Direction
Put each line of the data, from its very first line through the line containing "105;162;178;184", into a JSON list of strings, one string per line, with blank lines left out. Include both of those lines and nothing after the second.

# Start of Task inputs

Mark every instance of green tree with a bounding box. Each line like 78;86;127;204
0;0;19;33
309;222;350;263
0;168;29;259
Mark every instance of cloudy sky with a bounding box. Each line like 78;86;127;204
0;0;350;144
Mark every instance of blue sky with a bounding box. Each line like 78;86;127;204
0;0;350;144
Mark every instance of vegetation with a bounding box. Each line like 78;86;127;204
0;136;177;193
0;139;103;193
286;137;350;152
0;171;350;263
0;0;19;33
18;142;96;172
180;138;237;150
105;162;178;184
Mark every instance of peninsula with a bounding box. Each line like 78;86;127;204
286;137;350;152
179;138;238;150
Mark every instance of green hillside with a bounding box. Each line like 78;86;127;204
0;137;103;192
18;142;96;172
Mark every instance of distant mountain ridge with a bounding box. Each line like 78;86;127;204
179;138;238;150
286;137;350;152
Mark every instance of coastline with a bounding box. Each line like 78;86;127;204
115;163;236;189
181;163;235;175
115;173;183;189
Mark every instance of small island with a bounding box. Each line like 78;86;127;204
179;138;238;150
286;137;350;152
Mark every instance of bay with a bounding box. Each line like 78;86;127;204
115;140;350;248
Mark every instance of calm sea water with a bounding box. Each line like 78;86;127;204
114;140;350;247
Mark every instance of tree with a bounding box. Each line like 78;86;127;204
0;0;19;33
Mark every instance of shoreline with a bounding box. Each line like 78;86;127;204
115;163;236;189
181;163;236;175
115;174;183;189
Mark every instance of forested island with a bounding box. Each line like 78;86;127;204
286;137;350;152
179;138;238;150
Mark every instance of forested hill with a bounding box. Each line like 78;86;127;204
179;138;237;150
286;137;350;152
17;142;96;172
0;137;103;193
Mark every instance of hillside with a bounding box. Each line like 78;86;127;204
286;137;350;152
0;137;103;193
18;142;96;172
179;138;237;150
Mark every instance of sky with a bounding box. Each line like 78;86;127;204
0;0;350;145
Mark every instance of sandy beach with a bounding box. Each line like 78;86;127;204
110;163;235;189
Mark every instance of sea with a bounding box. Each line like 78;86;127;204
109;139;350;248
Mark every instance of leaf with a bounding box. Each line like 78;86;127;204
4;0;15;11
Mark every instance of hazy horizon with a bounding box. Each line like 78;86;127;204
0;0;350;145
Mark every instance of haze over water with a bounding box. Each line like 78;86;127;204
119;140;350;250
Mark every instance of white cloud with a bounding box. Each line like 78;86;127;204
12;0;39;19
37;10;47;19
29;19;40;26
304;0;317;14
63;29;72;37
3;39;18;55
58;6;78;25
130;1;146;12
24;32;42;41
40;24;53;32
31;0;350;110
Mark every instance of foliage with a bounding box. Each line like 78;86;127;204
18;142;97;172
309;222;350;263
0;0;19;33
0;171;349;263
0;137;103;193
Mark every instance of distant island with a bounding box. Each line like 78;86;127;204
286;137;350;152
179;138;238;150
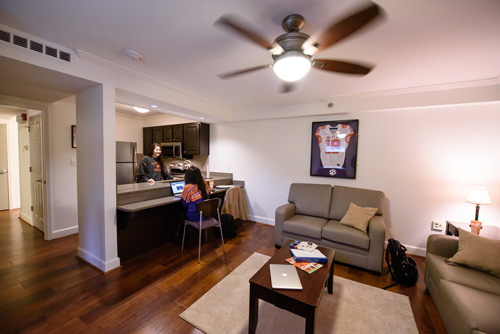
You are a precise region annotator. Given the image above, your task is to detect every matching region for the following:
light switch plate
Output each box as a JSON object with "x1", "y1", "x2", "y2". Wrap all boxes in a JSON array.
[{"x1": 431, "y1": 220, "x2": 444, "y2": 231}]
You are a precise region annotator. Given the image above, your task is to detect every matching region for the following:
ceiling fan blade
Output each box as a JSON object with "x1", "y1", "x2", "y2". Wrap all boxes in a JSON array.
[
  {"x1": 281, "y1": 81, "x2": 297, "y2": 94},
  {"x1": 215, "y1": 15, "x2": 274, "y2": 50},
  {"x1": 217, "y1": 64, "x2": 271, "y2": 79},
  {"x1": 312, "y1": 59, "x2": 372, "y2": 75},
  {"x1": 302, "y1": 4, "x2": 381, "y2": 55}
]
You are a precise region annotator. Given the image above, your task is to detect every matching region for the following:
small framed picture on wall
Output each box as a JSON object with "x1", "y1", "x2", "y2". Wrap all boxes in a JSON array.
[{"x1": 310, "y1": 119, "x2": 359, "y2": 179}]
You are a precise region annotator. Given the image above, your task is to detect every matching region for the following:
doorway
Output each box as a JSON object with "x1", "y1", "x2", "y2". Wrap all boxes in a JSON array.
[
  {"x1": 29, "y1": 114, "x2": 45, "y2": 232},
  {"x1": 0, "y1": 124, "x2": 9, "y2": 211}
]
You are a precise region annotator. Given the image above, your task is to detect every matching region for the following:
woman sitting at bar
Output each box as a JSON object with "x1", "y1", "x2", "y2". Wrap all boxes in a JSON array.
[{"x1": 182, "y1": 166, "x2": 210, "y2": 220}]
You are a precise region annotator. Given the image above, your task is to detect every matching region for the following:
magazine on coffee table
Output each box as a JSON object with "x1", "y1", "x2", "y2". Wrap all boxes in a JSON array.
[{"x1": 285, "y1": 257, "x2": 323, "y2": 274}]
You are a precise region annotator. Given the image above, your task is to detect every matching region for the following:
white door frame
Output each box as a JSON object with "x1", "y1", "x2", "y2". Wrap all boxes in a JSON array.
[{"x1": 0, "y1": 95, "x2": 53, "y2": 240}]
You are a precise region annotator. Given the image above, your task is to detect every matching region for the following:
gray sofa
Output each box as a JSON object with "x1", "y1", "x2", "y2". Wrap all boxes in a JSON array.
[
  {"x1": 274, "y1": 183, "x2": 385, "y2": 273},
  {"x1": 424, "y1": 234, "x2": 500, "y2": 334}
]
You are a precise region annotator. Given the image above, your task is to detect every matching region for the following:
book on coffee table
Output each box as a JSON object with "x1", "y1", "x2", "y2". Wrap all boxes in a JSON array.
[
  {"x1": 290, "y1": 248, "x2": 328, "y2": 263},
  {"x1": 285, "y1": 257, "x2": 323, "y2": 274}
]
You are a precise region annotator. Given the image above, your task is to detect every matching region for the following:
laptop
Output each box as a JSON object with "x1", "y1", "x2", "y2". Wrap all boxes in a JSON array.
[
  {"x1": 269, "y1": 264, "x2": 302, "y2": 290},
  {"x1": 170, "y1": 181, "x2": 186, "y2": 197}
]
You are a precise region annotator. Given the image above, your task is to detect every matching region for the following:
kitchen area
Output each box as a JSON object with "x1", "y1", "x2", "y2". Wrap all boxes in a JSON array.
[{"x1": 116, "y1": 123, "x2": 243, "y2": 261}]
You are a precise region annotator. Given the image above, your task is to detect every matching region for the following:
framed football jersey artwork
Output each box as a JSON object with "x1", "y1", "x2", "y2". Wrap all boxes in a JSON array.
[{"x1": 310, "y1": 119, "x2": 359, "y2": 179}]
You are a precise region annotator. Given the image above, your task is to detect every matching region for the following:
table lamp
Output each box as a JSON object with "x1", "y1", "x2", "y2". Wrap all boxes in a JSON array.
[{"x1": 466, "y1": 187, "x2": 491, "y2": 234}]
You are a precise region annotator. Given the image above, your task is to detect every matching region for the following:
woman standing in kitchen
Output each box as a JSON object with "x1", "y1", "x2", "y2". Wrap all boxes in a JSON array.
[
  {"x1": 137, "y1": 143, "x2": 174, "y2": 184},
  {"x1": 182, "y1": 166, "x2": 210, "y2": 220}
]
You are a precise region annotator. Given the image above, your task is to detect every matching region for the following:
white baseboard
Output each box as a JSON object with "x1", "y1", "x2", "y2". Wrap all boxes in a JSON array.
[
  {"x1": 19, "y1": 212, "x2": 33, "y2": 226},
  {"x1": 247, "y1": 215, "x2": 274, "y2": 226},
  {"x1": 52, "y1": 226, "x2": 78, "y2": 239},
  {"x1": 76, "y1": 247, "x2": 120, "y2": 273}
]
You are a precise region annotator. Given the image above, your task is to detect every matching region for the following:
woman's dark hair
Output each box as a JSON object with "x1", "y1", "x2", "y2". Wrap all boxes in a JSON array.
[
  {"x1": 148, "y1": 143, "x2": 165, "y2": 177},
  {"x1": 184, "y1": 166, "x2": 209, "y2": 199}
]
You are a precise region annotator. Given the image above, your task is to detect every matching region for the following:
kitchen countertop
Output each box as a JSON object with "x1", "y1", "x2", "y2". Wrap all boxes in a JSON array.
[
  {"x1": 116, "y1": 172, "x2": 233, "y2": 209},
  {"x1": 116, "y1": 173, "x2": 233, "y2": 195}
]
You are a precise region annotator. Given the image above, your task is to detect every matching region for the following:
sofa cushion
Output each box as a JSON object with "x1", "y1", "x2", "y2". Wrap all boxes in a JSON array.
[
  {"x1": 321, "y1": 220, "x2": 370, "y2": 249},
  {"x1": 449, "y1": 228, "x2": 500, "y2": 277},
  {"x1": 328, "y1": 186, "x2": 384, "y2": 220},
  {"x1": 340, "y1": 203, "x2": 378, "y2": 232},
  {"x1": 439, "y1": 281, "x2": 500, "y2": 333},
  {"x1": 288, "y1": 183, "x2": 332, "y2": 218},
  {"x1": 425, "y1": 253, "x2": 500, "y2": 296},
  {"x1": 283, "y1": 215, "x2": 327, "y2": 239}
]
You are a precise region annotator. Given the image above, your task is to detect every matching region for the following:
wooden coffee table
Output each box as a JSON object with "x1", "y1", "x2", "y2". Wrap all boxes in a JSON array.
[{"x1": 248, "y1": 240, "x2": 335, "y2": 333}]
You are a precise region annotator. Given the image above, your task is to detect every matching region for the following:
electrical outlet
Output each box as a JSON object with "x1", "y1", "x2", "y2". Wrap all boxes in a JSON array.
[{"x1": 432, "y1": 220, "x2": 444, "y2": 231}]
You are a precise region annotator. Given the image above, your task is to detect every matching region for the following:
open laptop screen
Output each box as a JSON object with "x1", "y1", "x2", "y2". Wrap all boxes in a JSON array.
[{"x1": 170, "y1": 181, "x2": 186, "y2": 197}]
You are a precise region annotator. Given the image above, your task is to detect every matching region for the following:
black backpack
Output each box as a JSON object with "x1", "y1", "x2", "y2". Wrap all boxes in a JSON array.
[{"x1": 385, "y1": 239, "x2": 418, "y2": 286}]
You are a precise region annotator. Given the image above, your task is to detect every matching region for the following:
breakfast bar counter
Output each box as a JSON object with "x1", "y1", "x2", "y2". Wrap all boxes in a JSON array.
[{"x1": 116, "y1": 173, "x2": 244, "y2": 261}]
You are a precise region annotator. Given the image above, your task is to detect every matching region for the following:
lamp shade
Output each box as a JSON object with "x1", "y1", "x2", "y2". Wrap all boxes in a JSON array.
[
  {"x1": 466, "y1": 187, "x2": 491, "y2": 205},
  {"x1": 273, "y1": 51, "x2": 311, "y2": 82}
]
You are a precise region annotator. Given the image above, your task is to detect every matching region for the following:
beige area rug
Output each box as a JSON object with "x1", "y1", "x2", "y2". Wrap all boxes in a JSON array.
[{"x1": 180, "y1": 253, "x2": 418, "y2": 334}]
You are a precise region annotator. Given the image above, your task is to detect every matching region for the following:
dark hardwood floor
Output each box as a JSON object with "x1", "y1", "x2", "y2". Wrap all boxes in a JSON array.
[{"x1": 0, "y1": 210, "x2": 446, "y2": 334}]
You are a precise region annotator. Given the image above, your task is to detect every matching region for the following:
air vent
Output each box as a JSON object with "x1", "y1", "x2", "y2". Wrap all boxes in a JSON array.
[
  {"x1": 0, "y1": 30, "x2": 10, "y2": 43},
  {"x1": 45, "y1": 45, "x2": 57, "y2": 58},
  {"x1": 30, "y1": 41, "x2": 43, "y2": 53},
  {"x1": 59, "y1": 50, "x2": 71, "y2": 61},
  {"x1": 14, "y1": 35, "x2": 28, "y2": 48},
  {"x1": 0, "y1": 26, "x2": 71, "y2": 63}
]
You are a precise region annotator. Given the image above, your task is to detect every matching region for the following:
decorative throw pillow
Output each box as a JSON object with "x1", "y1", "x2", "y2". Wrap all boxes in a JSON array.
[
  {"x1": 448, "y1": 228, "x2": 500, "y2": 277},
  {"x1": 340, "y1": 202, "x2": 378, "y2": 232}
]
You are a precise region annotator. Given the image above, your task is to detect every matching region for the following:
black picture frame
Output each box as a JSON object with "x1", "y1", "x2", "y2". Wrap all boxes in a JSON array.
[
  {"x1": 310, "y1": 119, "x2": 359, "y2": 179},
  {"x1": 71, "y1": 125, "x2": 76, "y2": 148}
]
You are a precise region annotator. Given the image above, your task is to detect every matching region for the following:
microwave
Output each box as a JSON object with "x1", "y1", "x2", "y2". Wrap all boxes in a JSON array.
[{"x1": 160, "y1": 142, "x2": 182, "y2": 159}]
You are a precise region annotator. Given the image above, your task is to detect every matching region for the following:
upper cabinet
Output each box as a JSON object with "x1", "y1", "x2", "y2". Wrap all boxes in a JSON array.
[
  {"x1": 153, "y1": 126, "x2": 163, "y2": 144},
  {"x1": 183, "y1": 123, "x2": 210, "y2": 155},
  {"x1": 142, "y1": 128, "x2": 153, "y2": 155},
  {"x1": 143, "y1": 123, "x2": 210, "y2": 156},
  {"x1": 163, "y1": 124, "x2": 184, "y2": 143}
]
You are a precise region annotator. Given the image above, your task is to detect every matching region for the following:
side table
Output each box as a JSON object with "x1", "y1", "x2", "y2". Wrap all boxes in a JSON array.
[{"x1": 444, "y1": 220, "x2": 500, "y2": 240}]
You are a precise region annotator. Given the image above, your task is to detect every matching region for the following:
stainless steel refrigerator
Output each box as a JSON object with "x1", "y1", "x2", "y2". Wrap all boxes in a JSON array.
[{"x1": 116, "y1": 141, "x2": 137, "y2": 185}]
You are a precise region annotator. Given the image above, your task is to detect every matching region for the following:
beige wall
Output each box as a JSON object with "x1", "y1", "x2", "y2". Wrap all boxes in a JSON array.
[{"x1": 210, "y1": 103, "x2": 500, "y2": 255}]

# End of Task inputs

Worked solution
[
  "Mark every instance of green tree with a bounding box. Each line like 78;86;127;204",
  "0;0;19;33",
  "309;222;350;263",
  "0;168;29;259",
  "Mark every instance of cloudy sky with a bounding box. Each line like 78;86;127;204",
  "0;0;350;144",
  "Mark every instance of blue sky with a bounding box. Each line like 78;86;127;204",
  "0;0;350;144",
  "Mark every instance of vegetation with a bounding box. Each line like 78;86;127;204",
  "0;136;177;193",
  "0;139;103;193",
  "286;137;350;152",
  "0;171;350;263",
  "0;0;19;33",
  "18;142;96;172",
  "180;138;237;150",
  "105;162;178;184"
]